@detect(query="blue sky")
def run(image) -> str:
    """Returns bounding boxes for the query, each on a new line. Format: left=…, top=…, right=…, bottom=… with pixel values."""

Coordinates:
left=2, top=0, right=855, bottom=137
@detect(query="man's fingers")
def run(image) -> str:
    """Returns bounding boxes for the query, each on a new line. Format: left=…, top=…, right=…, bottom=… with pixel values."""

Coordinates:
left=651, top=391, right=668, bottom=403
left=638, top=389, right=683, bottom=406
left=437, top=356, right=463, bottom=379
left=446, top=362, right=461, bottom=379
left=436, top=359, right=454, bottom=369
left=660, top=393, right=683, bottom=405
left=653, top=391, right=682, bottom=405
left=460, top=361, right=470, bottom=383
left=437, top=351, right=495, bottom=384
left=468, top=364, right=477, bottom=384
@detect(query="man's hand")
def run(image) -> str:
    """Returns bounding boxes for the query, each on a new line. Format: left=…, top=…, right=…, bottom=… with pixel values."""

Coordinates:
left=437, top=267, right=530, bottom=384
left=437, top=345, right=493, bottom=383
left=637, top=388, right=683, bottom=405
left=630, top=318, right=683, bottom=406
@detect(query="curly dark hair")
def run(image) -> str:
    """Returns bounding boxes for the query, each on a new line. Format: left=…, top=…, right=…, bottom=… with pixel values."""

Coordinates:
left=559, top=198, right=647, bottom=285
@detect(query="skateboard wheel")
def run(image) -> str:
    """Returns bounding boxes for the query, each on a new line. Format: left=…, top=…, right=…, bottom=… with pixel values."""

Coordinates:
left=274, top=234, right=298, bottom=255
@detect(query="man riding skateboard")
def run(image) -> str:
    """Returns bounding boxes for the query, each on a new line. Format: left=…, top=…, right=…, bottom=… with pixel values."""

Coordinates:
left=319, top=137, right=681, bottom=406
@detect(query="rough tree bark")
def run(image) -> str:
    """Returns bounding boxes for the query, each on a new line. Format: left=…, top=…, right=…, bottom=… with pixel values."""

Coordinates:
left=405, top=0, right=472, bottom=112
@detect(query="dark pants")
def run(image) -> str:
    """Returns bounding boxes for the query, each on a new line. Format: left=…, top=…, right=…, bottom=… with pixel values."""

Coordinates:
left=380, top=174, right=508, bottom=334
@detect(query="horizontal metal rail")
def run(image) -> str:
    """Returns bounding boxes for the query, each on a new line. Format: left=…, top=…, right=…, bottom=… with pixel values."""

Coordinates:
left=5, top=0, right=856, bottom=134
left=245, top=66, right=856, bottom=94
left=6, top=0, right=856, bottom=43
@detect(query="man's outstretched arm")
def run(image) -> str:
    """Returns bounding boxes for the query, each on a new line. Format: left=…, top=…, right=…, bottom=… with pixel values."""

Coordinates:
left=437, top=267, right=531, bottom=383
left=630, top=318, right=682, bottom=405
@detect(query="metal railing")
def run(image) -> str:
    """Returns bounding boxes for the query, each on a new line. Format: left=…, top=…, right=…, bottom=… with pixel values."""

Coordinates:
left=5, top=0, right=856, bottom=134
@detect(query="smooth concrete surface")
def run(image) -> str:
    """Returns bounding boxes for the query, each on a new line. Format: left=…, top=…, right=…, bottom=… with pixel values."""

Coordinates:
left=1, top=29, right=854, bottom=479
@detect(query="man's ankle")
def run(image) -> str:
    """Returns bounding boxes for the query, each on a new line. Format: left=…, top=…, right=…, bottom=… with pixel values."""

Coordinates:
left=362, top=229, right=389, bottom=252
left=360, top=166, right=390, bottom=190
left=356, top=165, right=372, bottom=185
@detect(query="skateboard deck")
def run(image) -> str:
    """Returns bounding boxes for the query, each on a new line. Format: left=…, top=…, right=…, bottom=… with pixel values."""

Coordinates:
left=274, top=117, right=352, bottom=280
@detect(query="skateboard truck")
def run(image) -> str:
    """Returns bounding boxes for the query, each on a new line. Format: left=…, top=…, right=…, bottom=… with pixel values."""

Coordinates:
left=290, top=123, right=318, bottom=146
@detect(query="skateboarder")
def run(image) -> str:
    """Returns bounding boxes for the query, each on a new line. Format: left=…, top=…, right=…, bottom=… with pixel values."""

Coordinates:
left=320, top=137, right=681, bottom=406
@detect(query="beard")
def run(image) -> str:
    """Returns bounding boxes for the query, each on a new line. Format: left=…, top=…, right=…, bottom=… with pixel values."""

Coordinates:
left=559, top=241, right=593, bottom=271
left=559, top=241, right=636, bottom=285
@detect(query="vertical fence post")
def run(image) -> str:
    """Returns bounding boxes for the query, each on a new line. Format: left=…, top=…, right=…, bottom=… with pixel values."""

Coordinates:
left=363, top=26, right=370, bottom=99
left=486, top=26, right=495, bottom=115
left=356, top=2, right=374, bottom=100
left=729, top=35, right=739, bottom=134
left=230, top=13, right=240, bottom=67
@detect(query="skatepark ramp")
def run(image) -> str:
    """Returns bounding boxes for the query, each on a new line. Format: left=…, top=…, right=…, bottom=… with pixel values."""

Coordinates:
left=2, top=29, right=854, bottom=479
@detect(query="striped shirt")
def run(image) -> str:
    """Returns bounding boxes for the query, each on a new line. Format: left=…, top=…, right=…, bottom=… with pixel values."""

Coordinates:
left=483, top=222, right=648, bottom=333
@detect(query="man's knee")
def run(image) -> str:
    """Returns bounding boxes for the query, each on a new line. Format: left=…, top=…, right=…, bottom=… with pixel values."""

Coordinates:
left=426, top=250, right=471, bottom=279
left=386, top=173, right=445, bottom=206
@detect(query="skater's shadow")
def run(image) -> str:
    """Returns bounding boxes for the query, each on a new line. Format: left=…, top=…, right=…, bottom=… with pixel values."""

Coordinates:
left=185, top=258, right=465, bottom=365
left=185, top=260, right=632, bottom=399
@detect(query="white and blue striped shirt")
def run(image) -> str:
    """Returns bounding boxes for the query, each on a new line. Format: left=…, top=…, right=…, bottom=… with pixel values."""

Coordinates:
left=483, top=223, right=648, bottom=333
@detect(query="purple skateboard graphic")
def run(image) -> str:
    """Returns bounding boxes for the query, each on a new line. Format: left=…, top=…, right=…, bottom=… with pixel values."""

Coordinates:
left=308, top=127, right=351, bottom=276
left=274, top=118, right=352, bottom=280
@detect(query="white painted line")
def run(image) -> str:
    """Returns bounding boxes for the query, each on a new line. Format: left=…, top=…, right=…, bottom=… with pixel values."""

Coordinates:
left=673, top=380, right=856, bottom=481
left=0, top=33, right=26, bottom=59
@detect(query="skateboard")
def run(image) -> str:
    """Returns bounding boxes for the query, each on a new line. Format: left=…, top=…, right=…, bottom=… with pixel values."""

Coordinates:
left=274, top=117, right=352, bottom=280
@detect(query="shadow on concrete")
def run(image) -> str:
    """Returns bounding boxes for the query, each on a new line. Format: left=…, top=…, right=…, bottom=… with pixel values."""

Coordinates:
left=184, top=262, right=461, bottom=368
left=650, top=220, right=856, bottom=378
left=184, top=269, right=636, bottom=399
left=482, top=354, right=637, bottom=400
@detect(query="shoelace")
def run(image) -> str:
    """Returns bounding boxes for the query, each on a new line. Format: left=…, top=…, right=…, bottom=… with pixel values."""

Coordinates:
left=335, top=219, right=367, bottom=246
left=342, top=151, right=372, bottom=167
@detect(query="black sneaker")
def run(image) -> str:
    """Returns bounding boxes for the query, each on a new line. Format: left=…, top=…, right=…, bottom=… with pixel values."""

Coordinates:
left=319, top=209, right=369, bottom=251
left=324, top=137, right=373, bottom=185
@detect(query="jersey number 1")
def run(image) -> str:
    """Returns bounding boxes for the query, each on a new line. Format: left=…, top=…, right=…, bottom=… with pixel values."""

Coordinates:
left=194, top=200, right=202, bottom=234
──────────
### WHAT THIS TASK INVOLVES
Would you restate the whole listing word for word?

### SOLUTION TO THE EXERCISE
@detect(query="blue sky")
def run(image) -> str:
    """Returns bounding boxes for the query, each on a new line. Format: left=…, top=…, right=…, bottom=… with pixel values."""

Coordinates:
left=2, top=0, right=855, bottom=137
@detect(query="man's fingers")
def run(image) -> str:
    """Returns bounding boxes for the query, each on a new line. Format: left=…, top=…, right=…, bottom=… with pixel values."""

Coordinates:
left=651, top=391, right=668, bottom=403
left=638, top=389, right=683, bottom=406
left=437, top=356, right=463, bottom=379
left=446, top=362, right=461, bottom=379
left=436, top=359, right=454, bottom=369
left=660, top=393, right=683, bottom=405
left=653, top=391, right=682, bottom=405
left=460, top=361, right=470, bottom=383
left=437, top=351, right=495, bottom=384
left=468, top=364, right=477, bottom=384
@detect(query="man's hand")
def run(image) -> str:
    """Returns bounding boxes for the query, each on a new line. Format: left=…, top=…, right=…, bottom=… with pixel values."""

Coordinates:
left=437, top=267, right=530, bottom=384
left=437, top=345, right=493, bottom=383
left=637, top=388, right=683, bottom=405
left=630, top=318, right=683, bottom=406
@detect(query="curly dark hair")
def run(image) -> str:
    """Returns bounding boxes for the query, each on a new line. Format: left=…, top=…, right=…, bottom=… with pixel values."""

Coordinates:
left=559, top=198, right=647, bottom=285
@detect(query="skateboard wheel")
def run(image) -> str:
    """Returns bounding boxes for the query, each on a new line. Format: left=…, top=…, right=…, bottom=… with pixel values."""

Coordinates:
left=274, top=234, right=298, bottom=255
@detect(query="man riding skateboard")
def run(image) -> str:
    """Returns bounding boxes for the query, each on a new line. Format: left=…, top=…, right=…, bottom=… with pixel values."""

Coordinates:
left=319, top=137, right=681, bottom=406
@detect(query="rough tree bark")
def run(image) -> str:
    """Returns bounding boxes for the query, each on a new line. Format: left=…, top=…, right=…, bottom=… with pixel values."""

Coordinates:
left=405, top=0, right=472, bottom=112
@detect(query="dark pants")
def run(image) -> str:
    """Returns bounding boxes for the query, each on a new line. Format: left=…, top=…, right=…, bottom=… with pixel values."""

Coordinates:
left=380, top=174, right=508, bottom=334
@detect(query="horizontal metal rail")
def run(image) -> str:
    """Returns bounding boxes for the query, each on a new line. Format: left=…, top=…, right=…, bottom=… with pixel values."""

Coordinates:
left=5, top=0, right=856, bottom=134
left=245, top=66, right=856, bottom=94
left=6, top=0, right=856, bottom=43
@detect(query="man's outstretched arm")
def run(image) -> str:
    """Returns bounding boxes for the query, each on a new line. Format: left=…, top=…, right=…, bottom=… with pixel values."""

Coordinates:
left=437, top=267, right=531, bottom=383
left=630, top=318, right=682, bottom=405
@detect(query="metal railing")
def run(image) -> str:
    """Returns bounding boxes for the query, each on a new line. Format: left=…, top=…, right=…, bottom=… with pixel values."""

Coordinates:
left=5, top=0, right=856, bottom=134
@detect(query="smooth concrete surface")
def run(image) -> str:
    """Returns bounding boxes for the query, each on a new line. Format: left=…, top=…, right=…, bottom=… with pixel values."""

Coordinates:
left=1, top=29, right=854, bottom=479
@detect(query="man's ankle")
def run(image) -> str:
    """Returns bounding boxes for the query, each on a new line. Format: left=…, top=…, right=…, bottom=… with pixel values."""

Coordinates:
left=362, top=229, right=389, bottom=252
left=360, top=166, right=390, bottom=190
left=356, top=165, right=372, bottom=185
@detect(query="skateboard deck")
def run(image) -> str:
    """Returns bounding boxes for the query, each on a new line. Format: left=…, top=…, right=…, bottom=… with pixel values."""

Coordinates:
left=274, top=117, right=352, bottom=280
@detect(query="skateboard truck")
def run(image) -> str:
    """Returns bounding boxes for the query, each on a new line. Format: left=…, top=…, right=…, bottom=… with pixel values."""

Coordinates:
left=290, top=123, right=318, bottom=146
@detect(query="skateboarder")
def run(image) -> str:
    """Returns bounding boxes for the query, each on a new line. Format: left=…, top=…, right=…, bottom=… with pixel values."""

Coordinates:
left=320, top=137, right=681, bottom=406
@detect(query="beard")
def run(image) -> str:
    """Returns bounding boxes for the query, each on a new line. Format: left=…, top=…, right=…, bottom=… with pixel values."""

Coordinates:
left=559, top=241, right=593, bottom=271
left=559, top=241, right=636, bottom=285
@detect(query="vertical fence post")
def run(image) -> str:
    """Returns bounding boxes for the query, each on a new line. Format: left=…, top=…, right=…, bottom=… with pixel values."""

Coordinates:
left=363, top=26, right=370, bottom=99
left=486, top=26, right=495, bottom=115
left=356, top=2, right=374, bottom=100
left=729, top=35, right=739, bottom=134
left=230, top=13, right=240, bottom=67
@detect(query="skatepark ramp")
def run(image) -> str:
    """Returns bounding boxes for the query, each on a new line. Format: left=…, top=…, right=…, bottom=… with pixel values."""

Coordinates:
left=2, top=29, right=854, bottom=479
@detect(query="striped shirt")
def run(image) -> str:
    """Returns bounding boxes for the query, each on a new line. Format: left=…, top=…, right=…, bottom=… with pixel values."""

Coordinates:
left=483, top=222, right=648, bottom=333
@detect(query="man's knee")
def run(image) -> str:
    """Returns bounding boxes for the query, each on a new line. Format: left=…, top=…, right=…, bottom=… with pixel values."""

Coordinates:
left=426, top=250, right=471, bottom=279
left=386, top=173, right=445, bottom=206
@detect(query="skater's shadow")
def run(image) -> str:
    """Returns bounding boxes for the query, each on a new line. Format: left=…, top=…, right=…, bottom=… with pixel values."""

Coordinates:
left=185, top=258, right=465, bottom=365
left=185, top=260, right=632, bottom=399
@detect(query="white and blue striped shirt")
def run(image) -> str:
    """Returns bounding boxes for the query, each on a new line. Format: left=…, top=…, right=…, bottom=… with pixel values."""

Coordinates:
left=483, top=223, right=648, bottom=333
@detect(query="purple skateboard graphic")
def run(image) -> str:
    """Returns bounding boxes for the query, each on a new line. Format: left=…, top=…, right=…, bottom=… with pixel values."""

Coordinates:
left=308, top=127, right=351, bottom=276
left=274, top=118, right=352, bottom=280
@detect(query="white painted line")
def run(image) -> str:
    """Returns bounding boxes for the query, each on a new line. Format: left=…, top=…, right=…, bottom=… with pixel values."""

Coordinates:
left=673, top=380, right=856, bottom=481
left=0, top=33, right=26, bottom=59
@detect(query="skateboard")
def run(image) -> str:
    """Returns bounding boxes for the query, each on a new line. Format: left=…, top=…, right=…, bottom=… with pixel values."""

Coordinates:
left=274, top=117, right=352, bottom=280
@detect(query="shadow on concrete")
def run(image) -> str:
    """Returns bounding boxes for the query, each on a new line. Format: left=…, top=…, right=…, bottom=… with pixel values."""

Coordinates:
left=184, top=262, right=461, bottom=368
left=650, top=220, right=856, bottom=378
left=184, top=269, right=636, bottom=399
left=482, top=354, right=637, bottom=400
@detect(query="shoelace")
def run(image) -> str:
    """Returns bounding boxes for the query, each on a new line. Format: left=…, top=…, right=…, bottom=… with pixel values."""

Coordinates:
left=335, top=219, right=367, bottom=246
left=342, top=151, right=372, bottom=167
@detect(query="black sneaker")
def run(image) -> str:
    """Returns bounding boxes for the query, each on a new line. Format: left=…, top=…, right=…, bottom=… with pixel values."""

Coordinates:
left=319, top=209, right=369, bottom=251
left=324, top=137, right=373, bottom=185
@detect(query="jersey number 1")
def run(image) -> str:
    """Returns bounding boxes for the query, each on a new line. Format: left=…, top=…, right=…, bottom=… with pixel values."""

Coordinates:
left=194, top=200, right=202, bottom=234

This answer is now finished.